• **Problems to solve**
1. Quote the molding article word for word, starting at "The spoke runner" and ending at "to the runner.".
2. In the records, print the lines unchanged, starting at the line that contains "If any man logo" and ending at the line that contains "7 569 1000 667".

The Troubleshooter, Part 111: As good as it gets
A baffling problem with streaking requires not only in-depth detective work, but also a trip to Detroit.
March 19, 2009
A baffling problem with streaking requires not only in-depth detective work, but also a trip to Detroit.
Around October last year I received a package from an automotive company just outside Detroit. I called the engineer who sent the parts and he said they had been having problems with white streaks on the surface for almost a year and a half. He then reviewed all the changes they had made to try and correct them.
After listening for a few minutes, I said I would look at the part and runner, measure a few critical dimensions, and come up with a list of changes for them to try.
This article continues our series of troubleshooting reports from one of the leading on-the-spot problem solvers in the molding industry. Consultant Bob Hatch of Bob Hatch & Assoc. has more than 45 years of experience finding solutions to processing challenges. You can reach him at [email protected]. |
The basics
I started my review by checking the part’s nominal wall thickness. It was 0.110 inch in some places and 0.125 inch in others. The ribs on the inside of the part also came in two thicknesses—0.110 and 0.080 inch. The material was a 15% glass-filled polypropylene.
The spoke runner system had an off-center sprue bushing to allow the cold sprue to stay in the center of the mold and still maintain a decent flow of material to the gates located farthest from the sprue. The full-round runners that fed the edge gates were all 0.300 inch in diameter, and the gates were directly off the runners’ center—just like they should be. The sprue feeding the nine runners was undersized; it had a 0.200-inch O-diameter and was 0.260 inch where it attached to the runner.
So what did the runner dimensions need to be? Those that fed the gates needed to be 2.25 times the wall thickness, since we treat glass-filled crystalline materials the same as unfilled amorphous materials. With a nominal wall thickness of 0.110 inch, the runner diameters would all be 0.250 inch, so our 0.300-inch runners were fine.
With nine 0.300-inch-diameter runners, I could tell the sprue O-diameter was undersized just by looking at it. Did it need to be 0.312 inch instead of 0.200 inch? Let’s figure it out: With four runners coming off the sprue, we would increase it by 30%; with six runners, 35%; with eight, 40%; and with 10, 45%. Since we had nine, the calculation was to increase by 42.5% for a diameter of 0.428 inch.
Now, that’s pretty huge for this application. The runners weren’t that long and PP with a light glass load would allow the material to flow fairly well, so I suggested they start out with a 0.375-inch sprue O-diameter and enlarge it if needed.
With the O-diameter at 0.375 inch, the general-purpose nozzle orifice needed to be 0.335 inch, or roughly 10% smaller (originally it was 0.125 inch). Normally a nozzle orifice this large might cause stringing or drooling, but if these guys watched their heats carefully, they wouldn’t have much of a problem.
Next, I looked at the gates to see if anything was out of kilter. They were 0.075 inch deep and 0.110 inch wide, and had a land length of 0.090 inch. Gates should be deeper with glass-filled material, and if the gates are deeper they must also be wider. The land length requirement always remains the same.
Even after making the recommended changes, this large automotive part still showed cosmetic defects. The Troubleshooter arrived in person and discovered one more adjustment was needed. |
Let me put some numbers to these rules for glass-filled materials. The gate depth should be 75-90% of the wall. I used 90% for this calculation given the size of the part. The wall thickness of 0.110 inch multiplied by 90% gave me a gate depth of 0.100 inch.

• **Data entries**
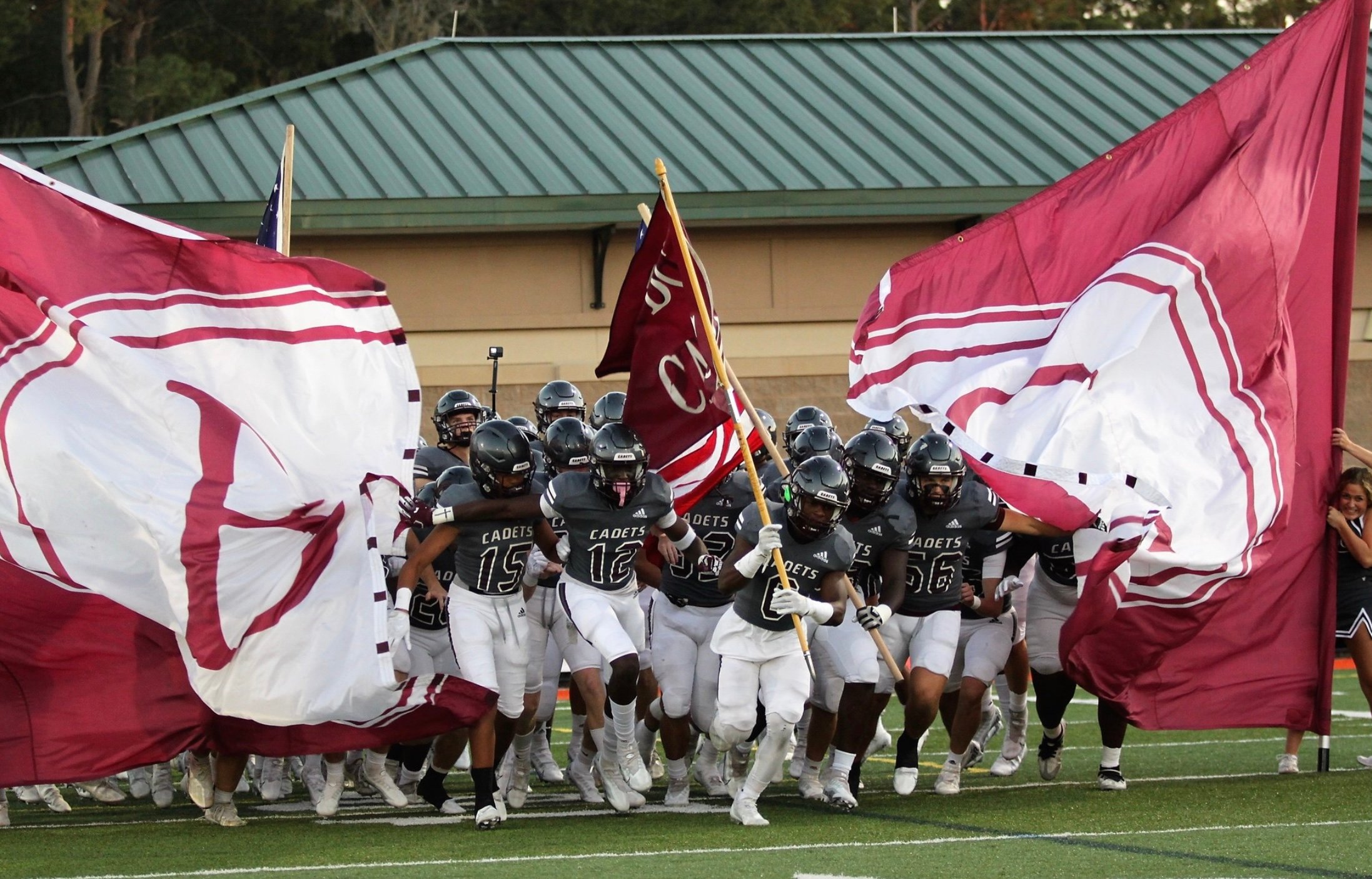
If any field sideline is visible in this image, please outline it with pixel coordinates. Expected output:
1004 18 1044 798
11 671 1372 879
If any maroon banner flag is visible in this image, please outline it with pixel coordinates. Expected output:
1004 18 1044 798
849 0 1368 732
595 199 762 513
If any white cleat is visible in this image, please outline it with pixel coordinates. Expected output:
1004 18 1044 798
825 775 857 812
362 758 410 809
692 760 729 796
153 763 176 809
567 763 605 803
595 754 634 812
476 806 505 830
663 778 690 806
129 766 153 800
185 751 214 809
617 743 653 794
934 761 962 796
71 779 125 803
729 795 771 827
204 801 247 827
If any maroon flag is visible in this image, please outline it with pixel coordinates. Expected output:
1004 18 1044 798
849 0 1368 732
595 199 762 511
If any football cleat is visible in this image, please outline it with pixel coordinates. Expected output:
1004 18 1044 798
129 766 153 800
963 702 1006 768
204 800 247 827
185 751 214 809
1039 721 1067 781
153 763 176 809
1096 766 1129 790
476 806 505 830
934 761 962 796
663 778 690 806
729 795 771 827
825 775 857 812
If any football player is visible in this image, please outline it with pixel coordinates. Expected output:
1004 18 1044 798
862 432 1065 795
399 419 546 830
415 389 486 491
406 424 719 812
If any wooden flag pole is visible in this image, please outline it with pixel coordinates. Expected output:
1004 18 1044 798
638 201 905 680
653 159 815 679
278 125 295 256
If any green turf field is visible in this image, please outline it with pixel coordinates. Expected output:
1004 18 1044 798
11 663 1372 879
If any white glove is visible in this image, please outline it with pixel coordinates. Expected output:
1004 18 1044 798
771 586 834 625
996 575 1026 598
734 525 780 580
386 608 410 653
524 546 547 586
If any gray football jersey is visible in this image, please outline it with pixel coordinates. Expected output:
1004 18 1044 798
896 479 1002 617
439 479 543 595
543 470 677 591
844 485 915 602
415 446 467 480
734 503 856 632
658 470 754 608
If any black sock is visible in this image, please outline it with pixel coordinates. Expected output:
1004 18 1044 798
896 732 919 770
401 745 428 772
415 766 447 809
472 766 495 812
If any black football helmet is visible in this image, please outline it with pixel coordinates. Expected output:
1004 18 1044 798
786 455 850 541
790 424 844 468
543 417 595 477
863 416 915 461
780 406 834 455
592 391 628 431
533 378 586 433
432 389 486 447
905 431 967 511
844 429 900 516
592 423 648 506
472 419 533 498
754 409 777 468
507 416 538 443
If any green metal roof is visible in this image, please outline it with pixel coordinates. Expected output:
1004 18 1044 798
26 30 1372 232
0 137 91 168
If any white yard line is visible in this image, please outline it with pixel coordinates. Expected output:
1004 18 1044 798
32 818 1372 879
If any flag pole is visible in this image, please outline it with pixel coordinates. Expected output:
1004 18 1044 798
277 125 295 256
638 199 905 680
653 159 815 679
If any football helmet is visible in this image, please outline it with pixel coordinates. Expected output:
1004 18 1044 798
905 431 967 513
472 419 533 498
786 455 849 541
590 423 648 508
592 391 628 431
432 389 486 447
780 406 834 455
533 378 586 433
543 417 595 477
844 429 900 516
863 416 915 461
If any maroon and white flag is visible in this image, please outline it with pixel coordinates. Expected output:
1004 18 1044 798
595 199 762 513
0 159 490 786
849 0 1368 732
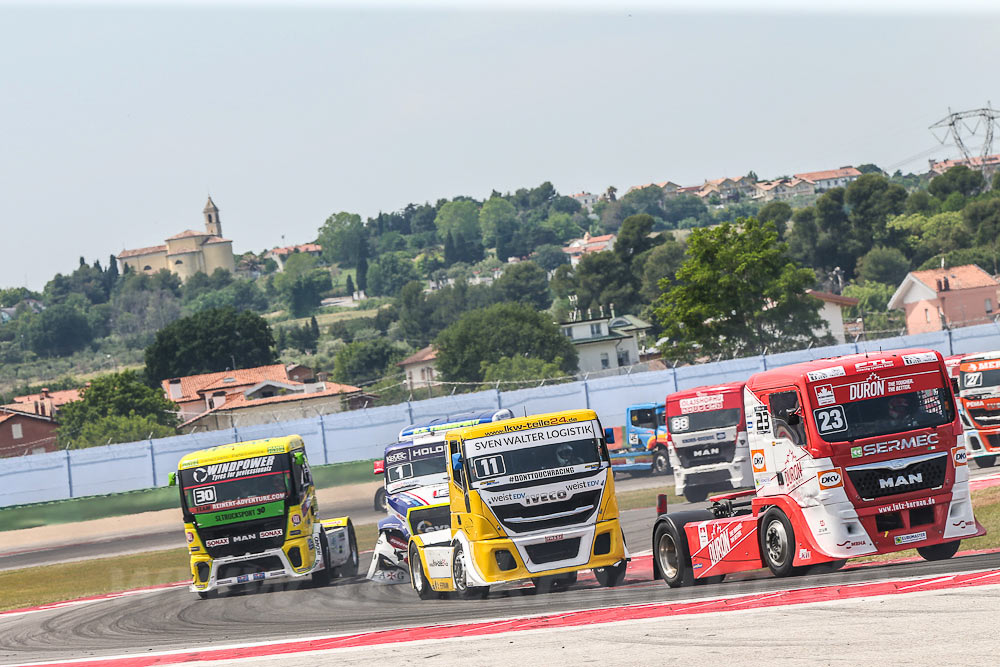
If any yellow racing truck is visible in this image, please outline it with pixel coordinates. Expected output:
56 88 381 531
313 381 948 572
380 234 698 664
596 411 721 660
408 410 629 599
169 435 358 598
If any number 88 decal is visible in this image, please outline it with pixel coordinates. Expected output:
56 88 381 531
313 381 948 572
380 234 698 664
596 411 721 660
813 405 847 435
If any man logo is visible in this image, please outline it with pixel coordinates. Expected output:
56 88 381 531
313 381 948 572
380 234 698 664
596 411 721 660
816 468 844 491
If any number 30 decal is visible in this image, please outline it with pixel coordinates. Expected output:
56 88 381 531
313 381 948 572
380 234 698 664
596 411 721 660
813 405 847 435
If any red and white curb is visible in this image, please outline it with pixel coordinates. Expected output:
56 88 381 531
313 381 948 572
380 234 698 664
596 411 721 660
7 569 1000 667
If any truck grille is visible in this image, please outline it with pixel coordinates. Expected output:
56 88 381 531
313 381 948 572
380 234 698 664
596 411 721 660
677 440 736 468
847 452 948 500
490 489 601 536
198 516 285 558
524 537 580 565
407 504 451 535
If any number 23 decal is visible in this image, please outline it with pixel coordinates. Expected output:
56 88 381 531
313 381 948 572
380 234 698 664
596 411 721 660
813 405 847 435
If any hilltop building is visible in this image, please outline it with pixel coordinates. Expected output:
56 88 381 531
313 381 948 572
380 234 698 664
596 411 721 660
118 197 236 280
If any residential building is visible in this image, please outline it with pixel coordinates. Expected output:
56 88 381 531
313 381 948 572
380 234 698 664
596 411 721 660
559 315 652 373
264 243 323 271
794 167 861 194
160 364 312 421
928 155 1000 184
563 232 618 266
0 406 58 458
889 264 1000 334
806 290 858 343
396 345 437 391
118 197 236 280
178 380 376 433
570 192 601 213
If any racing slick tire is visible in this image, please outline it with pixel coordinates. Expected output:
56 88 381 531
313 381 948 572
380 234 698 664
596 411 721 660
684 486 708 503
451 544 490 599
310 528 333 586
594 560 628 588
653 512 711 588
917 540 962 560
410 544 437 600
972 455 997 468
759 507 797 577
372 486 389 512
335 520 361 578
653 447 670 475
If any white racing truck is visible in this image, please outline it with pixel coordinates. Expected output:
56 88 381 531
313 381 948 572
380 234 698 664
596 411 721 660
368 409 514 584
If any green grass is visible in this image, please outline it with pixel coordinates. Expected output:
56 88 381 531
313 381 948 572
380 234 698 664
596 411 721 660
0 461 375 531
0 523 378 611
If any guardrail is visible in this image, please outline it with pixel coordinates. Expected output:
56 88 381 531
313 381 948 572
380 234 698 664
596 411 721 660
0 324 1000 507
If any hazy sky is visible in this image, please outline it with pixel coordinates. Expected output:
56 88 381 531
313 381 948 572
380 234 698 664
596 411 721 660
0 0 1000 289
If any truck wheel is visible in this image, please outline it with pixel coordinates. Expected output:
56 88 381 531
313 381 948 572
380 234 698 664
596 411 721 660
372 486 389 512
311 528 333 586
972 456 997 468
653 447 670 475
917 540 962 560
760 507 795 577
337 521 361 578
684 486 708 503
653 521 694 588
594 560 628 588
451 544 490 599
410 544 434 600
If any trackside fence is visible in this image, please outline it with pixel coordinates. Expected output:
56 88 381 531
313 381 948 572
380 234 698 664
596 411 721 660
0 324 1000 507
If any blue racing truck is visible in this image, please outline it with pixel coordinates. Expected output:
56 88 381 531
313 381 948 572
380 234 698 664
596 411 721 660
368 409 514 584
609 403 670 475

• **Results for the exercise**
1.
The spoke runner system had an off-center sprue bushing to allow the cold sprue to stay in the center of the mold and still maintain a decent flow of material to the gates located farthest from the sprue. The full-round runners that fed the edge gates were all 0.300 inch in diameter, and the gates were directly off the runners’ center—just like they should be. The sprue feeding the nine runners was undersized; it had a 0.200-inch O-diameter and was 0.260 inch where it attached to the runner.

2.
If any man logo is visible in this image, please outline it with pixel coordinates. Expected output:
56 88 381 531
313 381 948 572
380 234 698 664
596 411 721 660
816 468 844 491
If any number 30 decal is visible in this image, please outline it with pixel coordinates. Expected output:
56 88 381 531
313 381 948 572
380 234 698 664
596 411 721 660
813 405 847 435
If any red and white curb is visible in this image, please outline it with pixel coordinates. Expected output:
56 88 381 531
313 381 948 572
380 234 698 664
596 411 721 660
7 569 1000 667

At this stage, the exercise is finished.